_TASK GOAL_
Reproduce everything in the album reviews below from "Beth Orton’s music" down to "the superficial mellowness.", without changing a word.

_TEXT EXCERPT_
########################################

1. Bonny Light Horseman — Rolling Golden Holy (37d03d)
The indie rock super group Bonny Light Horseman features Eric Johnson (Fruit Bats), Anais Mitchell (Hadestown) and Josh Kaufman (The National), and manages to be much more than the lofty sum of its pieces. This is an album of harmonizing, strumming, and daydreaming that transcends time and place, reminiscent of the music that once drifted from the hills of Laurel Canyon. Their near perfect second album is one of the best Americana albums in quite a while — riding a steady wave of understated magic.
On one of the best songs of the decade, the opening track “Exile,” Eric Johnson sings: “Love, love love, / to lie with you again / beating of my heart / the winging of a dove.” The song rolls along so lightly it almost sounds like the perfect weather it is meant to approximate. There is always one record every year that gets immediately under my skin and just stays there, and this year it was Rolling Golden Holy.
2. The Smile — A Light For Attracting Attention (XL)
I could probably listen to Thom Yorke meditate silently if he released that album, but I’d rather he sing me into a meditative state. Side projects are often well intended afterthoughts, but this is more of a stripped down Radiohead sound with guitarist Jonny Greenwood, and drummer Tom Skinner with Nigel Godrich producing. The album is a souring, seething adventure into the great unknown filled with trademark moodiness and melancholy.
On the more serene tracks like “Skirting on the Surface”, Yorke sings: “Dull eyes, trying to pull you through the ice / Being drawn to the ledge / When we realize that we are broke and nothing mends / We can drop under the surface.” Heady stuff no doubt, but then again, life isn’t always, if ever, rainbows and waterfalls. Life is that amalgam of all that is good, and everything else that isn’t, wrapped up in a song that allows you to escape for at least a moment when the spirit calls.
3. Beth Orton — Weather Alive (Warp)
Beth Orton’s music has always been among the most ethereal, lilting and emotionally transportive of the folktronica genre that she helped popularize. Nearly two decades after her monumental debut “Trailer Park” and five years since her last album, we get the sublime and self-produced “Weather Alive.” It is a moody meditation on the passing of time, the longed-for moments of younger years, and other such middle-aged reflections. Her voice is still a perfectly maintained, silky, lightly graveled road that sounds just like it did in the beginning. The jazzy, orchestral, electronic accompaniments are rich but not overdone, crafting that subtle groove she has always maintained despite the superficial mellowness.
There are only eight songs here, but like a great jazz record they are long meandering pieces that seem to just travel until they gently land in some faraway place. On “Forever Young” there is that trademark hypnotic lyrical repetition and on the closest thing we have to a “single”, she croons majestically about “Friday Night” — as much a state of mind as it is a time and place. There is nothing more comfortable than the cozy-sweater-warmth of this incredible album.

########################################

(Source data)
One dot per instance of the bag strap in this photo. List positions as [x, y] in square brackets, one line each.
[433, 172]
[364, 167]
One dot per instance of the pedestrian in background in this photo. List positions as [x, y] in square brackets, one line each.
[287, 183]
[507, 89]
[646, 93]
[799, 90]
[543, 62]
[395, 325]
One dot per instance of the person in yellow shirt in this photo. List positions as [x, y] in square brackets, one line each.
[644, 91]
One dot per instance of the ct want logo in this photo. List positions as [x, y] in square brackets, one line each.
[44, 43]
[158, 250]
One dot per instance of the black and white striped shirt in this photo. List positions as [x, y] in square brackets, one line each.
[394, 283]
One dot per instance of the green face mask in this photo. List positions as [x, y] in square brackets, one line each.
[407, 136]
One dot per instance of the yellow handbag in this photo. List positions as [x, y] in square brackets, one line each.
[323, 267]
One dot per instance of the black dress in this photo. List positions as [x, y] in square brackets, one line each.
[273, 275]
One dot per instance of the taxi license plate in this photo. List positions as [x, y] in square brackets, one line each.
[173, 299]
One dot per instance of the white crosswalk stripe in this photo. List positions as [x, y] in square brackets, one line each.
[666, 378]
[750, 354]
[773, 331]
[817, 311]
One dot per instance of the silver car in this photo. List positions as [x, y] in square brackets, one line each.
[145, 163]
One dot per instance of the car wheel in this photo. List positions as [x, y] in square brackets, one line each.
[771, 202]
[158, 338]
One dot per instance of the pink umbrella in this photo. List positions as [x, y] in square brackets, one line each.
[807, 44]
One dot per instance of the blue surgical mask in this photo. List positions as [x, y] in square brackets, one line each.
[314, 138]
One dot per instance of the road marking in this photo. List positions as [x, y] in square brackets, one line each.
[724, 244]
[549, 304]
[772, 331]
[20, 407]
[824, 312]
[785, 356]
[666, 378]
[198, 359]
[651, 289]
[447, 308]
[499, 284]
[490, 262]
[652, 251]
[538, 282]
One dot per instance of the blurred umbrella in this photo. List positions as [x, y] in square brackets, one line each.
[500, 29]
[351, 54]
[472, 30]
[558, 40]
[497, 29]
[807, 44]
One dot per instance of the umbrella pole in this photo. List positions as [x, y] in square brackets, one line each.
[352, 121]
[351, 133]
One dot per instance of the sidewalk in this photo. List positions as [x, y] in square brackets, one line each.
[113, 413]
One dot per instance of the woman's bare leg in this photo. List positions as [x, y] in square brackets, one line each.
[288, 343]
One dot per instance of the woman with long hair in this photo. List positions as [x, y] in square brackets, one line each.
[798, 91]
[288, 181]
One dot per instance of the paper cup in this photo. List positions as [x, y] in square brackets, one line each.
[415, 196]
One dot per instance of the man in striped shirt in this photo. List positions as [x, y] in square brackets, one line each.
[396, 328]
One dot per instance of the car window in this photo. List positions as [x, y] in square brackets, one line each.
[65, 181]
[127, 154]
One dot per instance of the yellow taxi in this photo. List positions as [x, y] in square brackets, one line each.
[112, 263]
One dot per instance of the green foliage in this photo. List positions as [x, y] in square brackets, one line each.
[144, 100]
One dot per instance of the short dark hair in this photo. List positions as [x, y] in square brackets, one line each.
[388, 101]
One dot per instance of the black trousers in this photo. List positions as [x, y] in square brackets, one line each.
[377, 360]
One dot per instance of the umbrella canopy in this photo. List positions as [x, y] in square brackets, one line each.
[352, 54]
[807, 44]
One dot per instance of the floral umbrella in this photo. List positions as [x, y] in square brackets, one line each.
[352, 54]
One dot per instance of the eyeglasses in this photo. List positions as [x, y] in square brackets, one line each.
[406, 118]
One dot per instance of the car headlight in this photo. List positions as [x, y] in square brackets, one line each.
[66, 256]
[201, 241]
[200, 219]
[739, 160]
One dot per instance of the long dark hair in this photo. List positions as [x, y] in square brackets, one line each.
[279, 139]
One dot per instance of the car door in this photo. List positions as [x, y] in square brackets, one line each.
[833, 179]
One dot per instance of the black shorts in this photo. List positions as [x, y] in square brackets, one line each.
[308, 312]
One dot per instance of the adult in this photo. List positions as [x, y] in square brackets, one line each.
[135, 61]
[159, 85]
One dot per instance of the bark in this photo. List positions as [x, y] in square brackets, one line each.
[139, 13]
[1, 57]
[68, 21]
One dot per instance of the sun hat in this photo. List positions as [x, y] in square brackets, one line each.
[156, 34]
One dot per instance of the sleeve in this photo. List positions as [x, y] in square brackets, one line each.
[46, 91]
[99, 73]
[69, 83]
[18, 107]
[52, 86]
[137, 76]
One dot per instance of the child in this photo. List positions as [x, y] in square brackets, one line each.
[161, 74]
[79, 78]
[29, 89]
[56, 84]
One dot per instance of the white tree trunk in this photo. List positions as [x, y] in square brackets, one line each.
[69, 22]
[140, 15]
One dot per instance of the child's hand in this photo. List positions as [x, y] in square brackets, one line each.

########################################

_SOLUTION_
Beth Orton’s music has always been among the most ethereal, lilting and emotionally transportive of the folktronica genre that she helped popularize. Nearly two decades after her monumental debut “Trailer Park” and five years since her last album, we get the sublime and self-produced “Weather Alive.” It is a moody meditation on the passing of time, the longed-for moments of younger years, and other such middle-aged reflections. Her voice is still a perfectly maintained, silky, lightly graveled road that sounds just like it did in the beginning. The jazzy, orchestral, electronic accompaniments are rich but not overdone, crafting that subtle groove she has always maintained despite the superficial mellowness.